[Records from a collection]
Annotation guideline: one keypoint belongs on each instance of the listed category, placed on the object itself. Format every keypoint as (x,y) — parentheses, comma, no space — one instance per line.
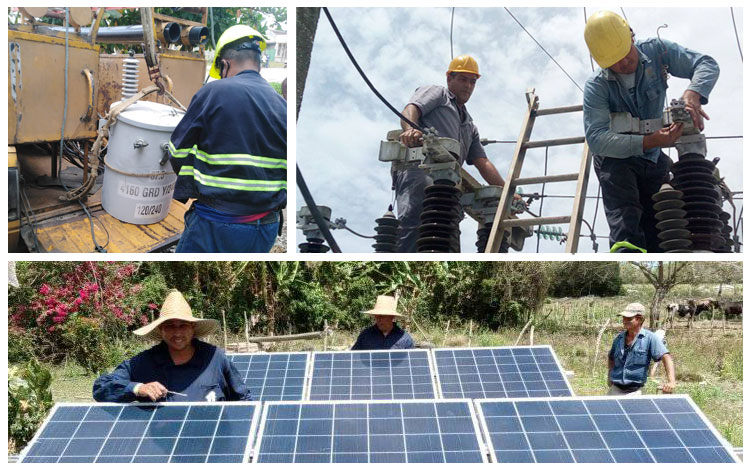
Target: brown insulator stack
(694,176)
(386,238)
(672,223)
(441,214)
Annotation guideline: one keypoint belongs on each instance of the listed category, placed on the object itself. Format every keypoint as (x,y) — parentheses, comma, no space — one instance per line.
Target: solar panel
(273,376)
(164,432)
(369,431)
(500,372)
(601,429)
(371,375)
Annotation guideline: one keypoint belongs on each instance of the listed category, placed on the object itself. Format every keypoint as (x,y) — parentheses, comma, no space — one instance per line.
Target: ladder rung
(560,110)
(546,179)
(554,142)
(563,219)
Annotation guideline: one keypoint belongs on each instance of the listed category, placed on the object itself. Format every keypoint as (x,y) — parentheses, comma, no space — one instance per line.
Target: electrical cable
(319,219)
(737,36)
(545,50)
(585,20)
(97,247)
(364,77)
(453,10)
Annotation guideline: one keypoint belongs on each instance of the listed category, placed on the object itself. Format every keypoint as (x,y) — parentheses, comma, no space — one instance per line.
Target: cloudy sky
(341,122)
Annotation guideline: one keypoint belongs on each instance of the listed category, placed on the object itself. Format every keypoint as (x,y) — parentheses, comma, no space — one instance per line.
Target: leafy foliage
(29,400)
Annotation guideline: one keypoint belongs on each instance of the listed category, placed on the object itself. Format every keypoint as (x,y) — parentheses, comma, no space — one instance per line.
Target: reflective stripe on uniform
(232,183)
(228,158)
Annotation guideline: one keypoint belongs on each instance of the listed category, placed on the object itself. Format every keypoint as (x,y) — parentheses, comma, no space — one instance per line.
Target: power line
(737,36)
(545,50)
(585,20)
(453,10)
(364,77)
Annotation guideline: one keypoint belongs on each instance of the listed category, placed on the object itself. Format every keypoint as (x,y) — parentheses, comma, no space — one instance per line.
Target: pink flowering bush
(108,295)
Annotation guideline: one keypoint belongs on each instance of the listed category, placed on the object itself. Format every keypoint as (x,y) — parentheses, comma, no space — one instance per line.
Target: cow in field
(681,310)
(731,309)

TASK → Leave the pictures out and copy the rest of the data exactly.

SOLUTION FOR THIS PROBLEM →
Annotation guideline: one keypoint belongs on each instance of the listed category, placed on the object itself. Format every keypoint as (x,y) — parentheses, comma, no space — one instance per line.
Target: brown insulator stack
(694,176)
(386,238)
(672,223)
(441,214)
Annotation guideline: one keypoint belongs on each instance of the listed category, placed on the object itself. Format every keypoint as (x,y) — parentheses, comma, no space — one instance per line.
Target: solar panel
(273,376)
(164,432)
(369,431)
(500,372)
(601,429)
(371,375)
Annotation guideline: one keypoint belongs on each instance of the listed category, placed on the object itself. Format every keypoint as (x,y) — parentheses, comma, no space — one instance per line.
Target: ladder rung
(560,110)
(546,179)
(554,142)
(563,219)
Annotation guideline: one keypoint belongs on each instance of the listed category, placed on the object itself. Format every keypoint as (x,y) — parentheses, comma, no space — one instance per line.
Target: electrical cable
(319,219)
(737,36)
(545,50)
(585,20)
(97,247)
(364,77)
(453,10)
Annotation guideline: one keypoint belongs on each instance of the listed category, placed on the object itself. Format every keypoint as (x,y) — parentheses, comma, no space — one instance per line.
Target: cloudy sky
(341,122)
Annotation guideline: one keypoint belongs on each instance of the listed category, placed on the object itself. Format every keypoint as (x,y) — parentheses, comma, no space — one instance per line.
Target: leafy foliage
(29,400)
Annotation guideline: one keypoint belongs on each instance of the listed category, placed on the object itself. Format every keypoint as (x,y) — parentheses, comma, no space — one instance per line.
Target: reflective stripe on uniform
(232,183)
(228,158)
Annotation guideline: one keypoint belongs on each instance of the listed category, placed on the object itself. Format every keypoint as (x,y) — parentheses, comma, no space — one instance per line.
Target: power line
(737,36)
(545,50)
(585,20)
(453,10)
(364,77)
Annotation guideline: one keypoint belongs on each instance of the listed category, placed on the object itself. Format every keypoint as (x,y) — parentheses, comma, no space — one instance per line.
Target: pink flowering bush
(108,295)
Annotation guideline: one keypoint belongs on each instance of the listed category, placed on the object itself. Format every keypoint as (x,y) — parentheses, comma, no space — one instance per line.
Target: cow in field
(681,310)
(731,309)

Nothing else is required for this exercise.